- What the task requires: Pull every line out of the records below and reproduce each one word for word, leaving out the pictures.

++++ Task data

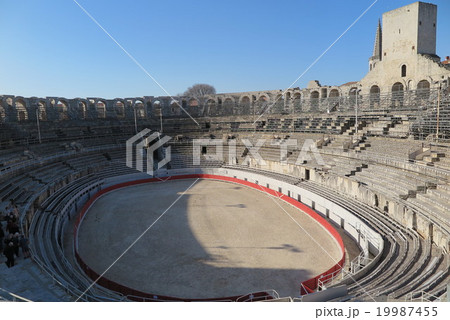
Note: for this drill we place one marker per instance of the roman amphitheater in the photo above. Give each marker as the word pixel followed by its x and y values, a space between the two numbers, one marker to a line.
pixel 235 211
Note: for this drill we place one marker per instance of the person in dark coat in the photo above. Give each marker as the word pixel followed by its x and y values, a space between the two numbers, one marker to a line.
pixel 23 242
pixel 2 235
pixel 16 243
pixel 9 254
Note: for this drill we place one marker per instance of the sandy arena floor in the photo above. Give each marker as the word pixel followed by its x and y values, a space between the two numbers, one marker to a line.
pixel 220 239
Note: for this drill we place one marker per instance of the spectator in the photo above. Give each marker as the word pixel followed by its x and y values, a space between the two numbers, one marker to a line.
pixel 9 254
pixel 24 245
pixel 16 243
pixel 2 235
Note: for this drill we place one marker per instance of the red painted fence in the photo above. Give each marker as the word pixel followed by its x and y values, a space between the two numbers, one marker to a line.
pixel 306 287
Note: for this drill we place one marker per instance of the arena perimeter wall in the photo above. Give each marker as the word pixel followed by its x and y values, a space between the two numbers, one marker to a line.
pixel 307 286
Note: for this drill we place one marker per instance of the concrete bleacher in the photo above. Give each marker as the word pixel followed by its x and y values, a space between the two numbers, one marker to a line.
pixel 411 263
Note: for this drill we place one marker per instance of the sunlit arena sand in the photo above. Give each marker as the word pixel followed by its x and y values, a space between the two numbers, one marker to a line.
pixel 219 239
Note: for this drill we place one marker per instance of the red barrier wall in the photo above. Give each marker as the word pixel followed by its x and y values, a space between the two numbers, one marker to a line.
pixel 306 287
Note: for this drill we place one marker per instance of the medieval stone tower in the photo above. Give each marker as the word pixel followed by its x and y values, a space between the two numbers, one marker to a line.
pixel 404 55
pixel 409 30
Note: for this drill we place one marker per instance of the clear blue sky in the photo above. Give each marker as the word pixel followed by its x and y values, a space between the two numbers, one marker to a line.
pixel 51 48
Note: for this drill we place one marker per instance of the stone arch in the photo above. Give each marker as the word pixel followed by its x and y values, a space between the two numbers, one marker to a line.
pixel 149 106
pixel 314 100
pixel 119 108
pixel 193 102
pixel 288 95
pixel 297 101
pixel 334 93
pixel 333 100
pixel 228 105
pixel 175 107
pixel 2 114
pixel 21 109
pixel 261 104
pixel 82 108
pixel 100 106
pixel 157 108
pixel 62 109
pixel 423 89
pixel 397 94
pixel 211 106
pixel 374 96
pixel 403 70
pixel 245 105
pixel 42 110
pixel 139 106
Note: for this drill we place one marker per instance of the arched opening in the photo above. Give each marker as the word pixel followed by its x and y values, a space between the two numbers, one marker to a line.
pixel 175 108
pixel 374 96
pixel 297 101
pixel 140 109
pixel 2 114
pixel 423 90
pixel 100 106
pixel 211 104
pixel 42 110
pixel 397 94
pixel 193 102
pixel 278 106
pixel 333 100
pixel 61 108
pixel 82 109
pixel 119 108
pixel 404 70
pixel 261 104
pixel 157 110
pixel 314 99
pixel 228 105
pixel 334 93
pixel 245 105
pixel 22 113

++++++++

- Task result:
Note: for this drill we place one marker per instance of the roman amphitheater in the photo above. Give each marker as the word pixel followed by its x and y values, a space between the two numbers, one marker to a line.
pixel 235 211
Note: for this drill we place one marker per instance of the person in dark coat in the photo above. Give each marker as the word pixel followed by its x and y values, a space between the two numbers, one marker to a line.
pixel 23 242
pixel 2 235
pixel 16 243
pixel 9 254
Note: for this drill we place one marker per instance of the sandy arena floor in the photo above. Give each marker as the word pixel followed by its x and y values, a space between the two numbers, one marker to a line.
pixel 220 239
Note: for this drill we place one marker per instance of the spectator in the photo above. Give each marker as the word pixel followed by its x and y values, a space between the two numbers, one marker to a line.
pixel 9 254
pixel 24 245
pixel 16 243
pixel 2 235
Note: for this drill we place one marker per instance of the red painted fence in the photo above. Give each marker as the word pixel followed by its x and y values, a space between the two numbers, one marker to a line.
pixel 306 287
Note: for this drill we place one marker per instance of the arena perimeter wall in the photo above. Give each marker as the word pixel followed by its x and y values, a space between the two numbers, one marker to a line.
pixel 307 286
Note: for this drill we place one marker per instance of the concrete bleacher in the photo above. Give each marker as the word pixel followed by its x and y values, a space between the two numbers, one marker to a line.
pixel 411 263
Note: for this drill we place one marker per instance of the sunlit arena sand in the photo above. Give each marker as the word pixel followed by its x and y values, a space between the two numbers, one marker to a line.
pixel 219 239
Note: for this drill we place one marker per instance of the red barrier wall in the photo above. Give each marker as the word pixel followed by its x and y values, a space between the two numbers, one marker to a line.
pixel 306 287
Note: for this drill we place one marker per instance of the medieval stone tower in the photo above. Give each marker as the word pixel followed by its x and y values, a space between the two numbers, one marker to a line.
pixel 404 55
pixel 409 30
Note: for this drill we place one marker per instance of the clear blue sky in the photo above. Give each marker as the word pixel followed by its x and y values, a space between the two numbers, one marker to a line.
pixel 51 48
Note: for this drill we place one marker per instance of the stone arch in the photo above. Give each marker as the word pixel followed by its x and y values, a space between the two numbers, one marker to a line.
pixel 149 106
pixel 314 100
pixel 119 108
pixel 193 102
pixel 288 95
pixel 297 101
pixel 334 93
pixel 333 100
pixel 228 105
pixel 175 107
pixel 2 114
pixel 21 109
pixel 261 104
pixel 82 108
pixel 100 106
pixel 157 108
pixel 62 109
pixel 423 89
pixel 397 94
pixel 211 106
pixel 374 96
pixel 403 70
pixel 245 105
pixel 42 110
pixel 139 106
Note: for this drill we place one marker per instance of the arched opening in the photo above. Give each marker as the word pixel followed by its x and y values, a space between the two numbers, one marker to a line.
pixel 175 108
pixel 374 96
pixel 297 101
pixel 140 109
pixel 2 114
pixel 423 90
pixel 100 106
pixel 211 104
pixel 42 110
pixel 397 94
pixel 193 102
pixel 278 106
pixel 333 100
pixel 61 108
pixel 82 109
pixel 119 108
pixel 404 70
pixel 261 104
pixel 157 110
pixel 314 99
pixel 228 105
pixel 334 93
pixel 245 105
pixel 22 113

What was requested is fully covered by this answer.